* _PROVIDED DATA_
==============================

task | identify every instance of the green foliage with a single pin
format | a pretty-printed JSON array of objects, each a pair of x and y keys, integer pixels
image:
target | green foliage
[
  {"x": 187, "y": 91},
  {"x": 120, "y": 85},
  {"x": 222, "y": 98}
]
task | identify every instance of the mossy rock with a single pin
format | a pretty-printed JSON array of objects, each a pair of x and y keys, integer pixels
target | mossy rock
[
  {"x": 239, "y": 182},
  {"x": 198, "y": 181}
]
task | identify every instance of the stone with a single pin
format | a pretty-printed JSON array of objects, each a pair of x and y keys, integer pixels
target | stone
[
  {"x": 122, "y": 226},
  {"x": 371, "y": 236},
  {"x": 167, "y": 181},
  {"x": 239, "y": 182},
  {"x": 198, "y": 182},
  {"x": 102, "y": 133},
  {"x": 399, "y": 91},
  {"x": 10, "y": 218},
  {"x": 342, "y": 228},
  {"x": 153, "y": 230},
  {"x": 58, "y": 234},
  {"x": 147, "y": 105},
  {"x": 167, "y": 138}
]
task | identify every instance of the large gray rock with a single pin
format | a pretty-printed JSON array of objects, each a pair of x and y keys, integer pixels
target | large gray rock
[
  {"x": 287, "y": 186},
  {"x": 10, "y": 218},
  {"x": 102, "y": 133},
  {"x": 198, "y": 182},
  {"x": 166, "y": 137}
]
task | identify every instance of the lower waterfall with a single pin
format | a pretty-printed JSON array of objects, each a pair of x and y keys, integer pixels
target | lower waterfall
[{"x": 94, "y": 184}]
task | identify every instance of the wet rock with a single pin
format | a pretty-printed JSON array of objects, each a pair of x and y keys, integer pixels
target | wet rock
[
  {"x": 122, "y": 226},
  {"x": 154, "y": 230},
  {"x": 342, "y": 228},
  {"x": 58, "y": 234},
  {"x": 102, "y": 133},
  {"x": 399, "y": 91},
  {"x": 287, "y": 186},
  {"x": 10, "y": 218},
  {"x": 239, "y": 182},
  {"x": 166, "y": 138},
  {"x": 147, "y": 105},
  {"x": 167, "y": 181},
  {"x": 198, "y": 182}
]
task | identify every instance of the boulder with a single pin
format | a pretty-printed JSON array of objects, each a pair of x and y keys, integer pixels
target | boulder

==============================

* _THE REQUEST_
Can you copy out the stretch of lines above, from the line containing "task | identify every instance of the large" through the last line, character for character?

* _EXERCISE OUTPUT_
task | identify every instance of the large gray rock with a single pin
format | a pretty-printed JSON array of objects, each a pair of x and y keys, integer pixels
target | large gray rock
[
  {"x": 287, "y": 186},
  {"x": 10, "y": 218},
  {"x": 102, "y": 133},
  {"x": 198, "y": 182},
  {"x": 166, "y": 137}
]
task | identify every instance of the lower waterfall with a single pin
format | a pretty-printed JSON array of objects, each a pair of x and y keys, integer pixels
target | lower waterfall
[{"x": 94, "y": 184}]
task | identify every instance of the wet rock with a single pin
format | a pretty-printed JSON array of objects, each a pair of x and y keys, integer pixels
target | wet rock
[
  {"x": 122, "y": 226},
  {"x": 154, "y": 230},
  {"x": 342, "y": 228},
  {"x": 58, "y": 234},
  {"x": 102, "y": 133},
  {"x": 399, "y": 91},
  {"x": 287, "y": 186},
  {"x": 10, "y": 218},
  {"x": 239, "y": 182},
  {"x": 166, "y": 138},
  {"x": 147, "y": 105},
  {"x": 167, "y": 181},
  {"x": 198, "y": 182}
]
task | identify every instance of the boulder with a single pin
format | a pretty-printed JSON array of objects, each a pair of x and y keys, integer pixels
target | boulder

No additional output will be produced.